TASK DIRECTIONS:
Please repeat every entry that follows, keeping each one exactly the same.

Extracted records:
_ _ _ _ _ _ _
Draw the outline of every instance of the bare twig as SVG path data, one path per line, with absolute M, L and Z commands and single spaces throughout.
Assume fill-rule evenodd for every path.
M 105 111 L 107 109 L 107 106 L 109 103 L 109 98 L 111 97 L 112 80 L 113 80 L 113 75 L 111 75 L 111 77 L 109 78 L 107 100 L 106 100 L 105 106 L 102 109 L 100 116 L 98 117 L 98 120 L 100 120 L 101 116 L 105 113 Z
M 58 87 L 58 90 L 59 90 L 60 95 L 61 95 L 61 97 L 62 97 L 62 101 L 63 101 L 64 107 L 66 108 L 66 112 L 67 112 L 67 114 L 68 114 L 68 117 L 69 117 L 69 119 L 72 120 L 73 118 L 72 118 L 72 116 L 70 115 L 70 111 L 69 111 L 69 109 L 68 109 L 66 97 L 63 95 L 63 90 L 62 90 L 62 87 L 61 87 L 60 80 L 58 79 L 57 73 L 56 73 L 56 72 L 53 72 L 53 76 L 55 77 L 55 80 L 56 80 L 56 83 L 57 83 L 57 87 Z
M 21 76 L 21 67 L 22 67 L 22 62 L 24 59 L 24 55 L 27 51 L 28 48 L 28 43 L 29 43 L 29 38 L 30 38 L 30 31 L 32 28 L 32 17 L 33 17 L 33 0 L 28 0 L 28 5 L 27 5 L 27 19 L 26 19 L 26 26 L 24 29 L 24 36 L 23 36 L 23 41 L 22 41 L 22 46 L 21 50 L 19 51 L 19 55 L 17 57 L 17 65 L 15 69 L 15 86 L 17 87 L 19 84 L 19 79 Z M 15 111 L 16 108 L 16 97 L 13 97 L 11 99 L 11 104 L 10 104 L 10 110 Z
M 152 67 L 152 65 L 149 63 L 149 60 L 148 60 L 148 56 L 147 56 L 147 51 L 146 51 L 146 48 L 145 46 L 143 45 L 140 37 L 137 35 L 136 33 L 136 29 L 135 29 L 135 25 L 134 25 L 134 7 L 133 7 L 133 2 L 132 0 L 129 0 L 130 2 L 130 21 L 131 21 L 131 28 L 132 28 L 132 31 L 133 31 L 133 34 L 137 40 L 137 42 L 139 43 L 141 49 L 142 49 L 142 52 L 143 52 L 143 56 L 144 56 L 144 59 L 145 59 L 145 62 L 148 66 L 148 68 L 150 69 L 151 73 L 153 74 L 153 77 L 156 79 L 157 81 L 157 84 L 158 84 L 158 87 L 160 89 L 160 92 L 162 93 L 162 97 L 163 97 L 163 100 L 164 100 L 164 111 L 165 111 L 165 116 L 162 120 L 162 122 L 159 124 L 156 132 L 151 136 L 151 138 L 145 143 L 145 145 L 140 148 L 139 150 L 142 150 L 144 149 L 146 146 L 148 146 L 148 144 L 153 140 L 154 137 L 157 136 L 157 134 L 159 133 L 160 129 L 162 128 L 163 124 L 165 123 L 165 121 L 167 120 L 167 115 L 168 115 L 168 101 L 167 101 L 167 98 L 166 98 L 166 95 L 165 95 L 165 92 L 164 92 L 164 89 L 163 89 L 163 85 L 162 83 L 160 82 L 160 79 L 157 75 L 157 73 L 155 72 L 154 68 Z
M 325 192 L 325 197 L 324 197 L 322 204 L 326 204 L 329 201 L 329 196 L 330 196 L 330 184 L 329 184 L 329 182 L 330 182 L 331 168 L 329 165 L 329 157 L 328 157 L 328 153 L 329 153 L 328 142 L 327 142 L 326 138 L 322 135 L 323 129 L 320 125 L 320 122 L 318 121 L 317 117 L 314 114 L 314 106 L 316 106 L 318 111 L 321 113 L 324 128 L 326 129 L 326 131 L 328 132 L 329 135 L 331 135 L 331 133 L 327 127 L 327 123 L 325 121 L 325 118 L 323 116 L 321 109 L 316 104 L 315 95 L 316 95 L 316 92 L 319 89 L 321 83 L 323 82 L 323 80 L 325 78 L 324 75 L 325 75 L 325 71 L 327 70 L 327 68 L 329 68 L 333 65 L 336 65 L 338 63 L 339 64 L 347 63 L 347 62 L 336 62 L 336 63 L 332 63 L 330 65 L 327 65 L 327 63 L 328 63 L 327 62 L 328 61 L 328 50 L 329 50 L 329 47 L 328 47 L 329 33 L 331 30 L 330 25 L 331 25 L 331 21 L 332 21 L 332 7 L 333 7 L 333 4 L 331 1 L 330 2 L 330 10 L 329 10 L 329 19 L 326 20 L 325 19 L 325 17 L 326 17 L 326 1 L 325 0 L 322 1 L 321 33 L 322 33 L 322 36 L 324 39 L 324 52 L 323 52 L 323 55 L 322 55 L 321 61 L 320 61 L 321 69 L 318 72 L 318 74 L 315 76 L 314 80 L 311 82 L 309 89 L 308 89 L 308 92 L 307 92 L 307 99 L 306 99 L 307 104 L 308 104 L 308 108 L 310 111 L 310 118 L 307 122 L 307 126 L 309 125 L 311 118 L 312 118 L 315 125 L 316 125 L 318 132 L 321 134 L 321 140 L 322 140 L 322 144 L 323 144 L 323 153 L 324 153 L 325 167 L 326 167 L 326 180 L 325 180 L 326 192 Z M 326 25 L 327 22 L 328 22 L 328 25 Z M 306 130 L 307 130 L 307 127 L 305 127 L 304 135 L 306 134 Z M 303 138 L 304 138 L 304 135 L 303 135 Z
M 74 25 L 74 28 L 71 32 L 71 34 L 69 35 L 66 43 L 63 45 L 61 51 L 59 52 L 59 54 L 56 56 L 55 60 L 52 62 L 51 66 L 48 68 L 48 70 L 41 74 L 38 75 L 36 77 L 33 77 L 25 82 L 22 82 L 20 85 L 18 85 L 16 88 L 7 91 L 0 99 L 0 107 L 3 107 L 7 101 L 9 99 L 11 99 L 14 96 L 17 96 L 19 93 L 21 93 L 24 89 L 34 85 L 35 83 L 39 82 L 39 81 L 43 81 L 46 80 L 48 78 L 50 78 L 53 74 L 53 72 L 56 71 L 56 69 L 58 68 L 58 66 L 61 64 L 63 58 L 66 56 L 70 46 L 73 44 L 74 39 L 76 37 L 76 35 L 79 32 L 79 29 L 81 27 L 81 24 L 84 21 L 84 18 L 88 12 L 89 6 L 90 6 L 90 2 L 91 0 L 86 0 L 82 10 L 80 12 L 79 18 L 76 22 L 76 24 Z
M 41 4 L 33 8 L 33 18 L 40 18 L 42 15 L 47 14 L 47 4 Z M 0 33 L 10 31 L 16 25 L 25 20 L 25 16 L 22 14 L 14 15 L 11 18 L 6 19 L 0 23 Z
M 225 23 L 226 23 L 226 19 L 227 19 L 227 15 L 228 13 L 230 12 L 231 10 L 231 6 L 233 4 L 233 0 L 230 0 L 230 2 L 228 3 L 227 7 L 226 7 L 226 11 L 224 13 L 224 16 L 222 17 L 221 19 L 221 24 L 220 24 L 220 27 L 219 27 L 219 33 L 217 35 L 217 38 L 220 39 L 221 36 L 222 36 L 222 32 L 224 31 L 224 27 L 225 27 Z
_ _ _ _ _ _ _
TASK OUTPUT:
Draw the outline of every instance of the bare twig as SVG path data, one path per line, with absolute M, L and Z commands and single spaces throughout.
Assume fill-rule evenodd for every path.
M 105 111 L 107 109 L 107 106 L 109 103 L 109 98 L 111 97 L 112 80 L 113 80 L 113 75 L 111 75 L 111 77 L 109 78 L 107 100 L 106 100 L 105 106 L 102 109 L 100 116 L 98 117 L 98 120 L 100 120 L 101 116 L 105 113 Z
M 58 87 L 58 90 L 59 90 L 60 95 L 61 95 L 61 97 L 62 97 L 62 101 L 63 101 L 64 107 L 66 108 L 66 112 L 67 112 L 67 114 L 68 114 L 68 117 L 69 117 L 69 119 L 72 120 L 73 118 L 72 118 L 72 116 L 70 115 L 70 111 L 69 111 L 69 109 L 68 109 L 66 97 L 63 95 L 63 90 L 62 90 L 62 87 L 61 87 L 60 80 L 58 79 L 57 73 L 56 73 L 56 72 L 53 72 L 53 76 L 55 77 L 55 80 L 56 80 L 56 83 L 57 83 L 57 87 Z
M 21 76 L 21 67 L 22 67 L 22 62 L 24 59 L 24 55 L 27 51 L 28 48 L 28 43 L 29 43 L 29 38 L 30 38 L 30 31 L 32 28 L 32 17 L 33 17 L 33 0 L 28 0 L 28 5 L 27 5 L 27 19 L 26 19 L 26 26 L 24 29 L 24 36 L 23 36 L 23 41 L 22 41 L 22 46 L 21 50 L 19 51 L 19 55 L 17 57 L 17 65 L 15 69 L 15 86 L 17 87 L 19 84 L 19 79 Z M 15 111 L 16 108 L 16 97 L 13 97 L 11 99 L 11 104 L 10 104 L 10 110 Z
M 152 67 L 152 65 L 149 63 L 149 60 L 148 60 L 148 56 L 147 56 L 147 51 L 146 51 L 146 48 L 145 46 L 143 45 L 140 37 L 137 35 L 136 33 L 136 29 L 135 29 L 135 25 L 134 25 L 134 7 L 133 7 L 133 2 L 132 0 L 129 0 L 130 2 L 130 21 L 131 21 L 131 28 L 132 28 L 132 31 L 133 31 L 133 34 L 137 40 L 137 42 L 139 43 L 141 49 L 142 49 L 142 52 L 143 52 L 143 56 L 144 56 L 144 59 L 145 59 L 145 62 L 148 66 L 148 68 L 150 69 L 151 73 L 153 74 L 153 77 L 156 79 L 157 81 L 157 84 L 158 84 L 158 87 L 160 89 L 160 92 L 162 93 L 162 97 L 163 97 L 163 100 L 164 100 L 164 111 L 165 111 L 165 116 L 162 120 L 162 122 L 159 124 L 156 132 L 151 136 L 151 138 L 145 143 L 145 145 L 140 148 L 139 150 L 142 150 L 144 149 L 146 146 L 148 146 L 148 144 L 153 140 L 154 137 L 157 136 L 157 134 L 159 133 L 160 129 L 162 128 L 163 124 L 165 123 L 165 121 L 167 120 L 167 115 L 168 115 L 168 101 L 167 101 L 167 98 L 166 98 L 166 95 L 165 95 L 165 92 L 164 92 L 164 89 L 163 89 L 163 85 L 162 83 L 160 82 L 160 79 L 157 75 L 157 73 L 155 72 L 154 68 Z
M 325 192 L 325 197 L 324 197 L 322 204 L 326 204 L 329 201 L 329 196 L 330 196 L 330 184 L 329 184 L 329 182 L 330 182 L 331 168 L 329 165 L 329 157 L 328 157 L 328 153 L 329 153 L 328 142 L 327 142 L 326 138 L 322 135 L 323 129 L 320 125 L 320 122 L 318 121 L 317 117 L 314 114 L 314 106 L 316 106 L 318 111 L 321 113 L 324 128 L 326 129 L 326 131 L 328 132 L 329 135 L 331 135 L 331 133 L 327 127 L 327 123 L 325 121 L 325 118 L 323 116 L 321 109 L 316 104 L 315 95 L 316 95 L 316 92 L 319 89 L 321 83 L 323 82 L 323 80 L 325 78 L 324 75 L 325 75 L 325 71 L 327 70 L 327 68 L 329 68 L 333 65 L 336 65 L 338 63 L 339 64 L 347 63 L 347 62 L 336 62 L 336 63 L 332 63 L 330 65 L 327 65 L 327 63 L 328 63 L 327 62 L 328 61 L 328 50 L 329 50 L 329 47 L 328 47 L 329 33 L 331 30 L 330 25 L 331 25 L 331 21 L 332 21 L 332 7 L 333 7 L 333 4 L 331 1 L 330 2 L 330 10 L 329 10 L 329 19 L 326 20 L 325 19 L 325 17 L 326 17 L 326 1 L 325 0 L 322 1 L 321 33 L 322 33 L 322 36 L 324 39 L 324 52 L 323 52 L 323 55 L 322 55 L 321 61 L 320 61 L 321 69 L 318 72 L 318 74 L 315 76 L 314 80 L 311 82 L 309 89 L 308 89 L 308 92 L 307 92 L 307 99 L 306 99 L 307 104 L 308 104 L 308 108 L 310 111 L 310 118 L 307 122 L 307 126 L 309 125 L 311 118 L 312 118 L 315 125 L 316 125 L 318 132 L 321 134 L 321 140 L 322 140 L 322 144 L 323 144 L 323 153 L 324 153 L 325 167 L 326 167 L 326 180 L 325 180 L 326 192 Z M 326 25 L 327 22 L 328 22 L 328 25 Z M 306 130 L 307 130 L 307 127 L 305 127 L 304 135 L 306 134 Z M 303 138 L 304 138 L 304 135 L 303 135 Z
M 74 25 L 74 28 L 71 32 L 71 34 L 69 35 L 66 43 L 63 45 L 61 51 L 59 52 L 59 54 L 56 56 L 55 60 L 52 62 L 51 66 L 48 68 L 48 70 L 41 74 L 38 75 L 36 77 L 33 77 L 25 82 L 22 82 L 20 85 L 18 85 L 16 88 L 7 91 L 0 99 L 0 107 L 3 107 L 7 101 L 9 99 L 11 99 L 14 96 L 17 96 L 19 93 L 21 93 L 24 89 L 34 85 L 35 83 L 39 82 L 39 81 L 43 81 L 46 80 L 48 78 L 50 78 L 53 74 L 53 72 L 56 71 L 56 69 L 58 68 L 58 66 L 61 64 L 63 58 L 66 56 L 70 46 L 73 44 L 74 39 L 76 37 L 76 35 L 79 32 L 79 29 L 81 27 L 81 24 L 84 21 L 84 18 L 88 12 L 89 6 L 90 6 L 90 2 L 91 0 L 86 0 L 82 10 L 80 12 L 79 18 L 76 22 L 76 24 Z
M 41 4 L 33 8 L 33 18 L 40 18 L 42 15 L 47 14 L 47 4 Z M 0 33 L 10 31 L 16 25 L 25 20 L 25 16 L 22 14 L 14 15 L 11 18 L 6 19 L 0 23 Z
M 225 23 L 226 23 L 226 19 L 227 19 L 227 15 L 228 13 L 230 12 L 231 10 L 231 6 L 233 4 L 233 0 L 230 0 L 230 2 L 228 3 L 227 7 L 226 7 L 226 11 L 224 13 L 224 16 L 222 17 L 221 19 L 221 24 L 220 24 L 220 27 L 219 27 L 219 33 L 217 35 L 217 38 L 220 39 L 221 36 L 222 36 L 222 32 L 224 31 L 224 27 L 225 27 Z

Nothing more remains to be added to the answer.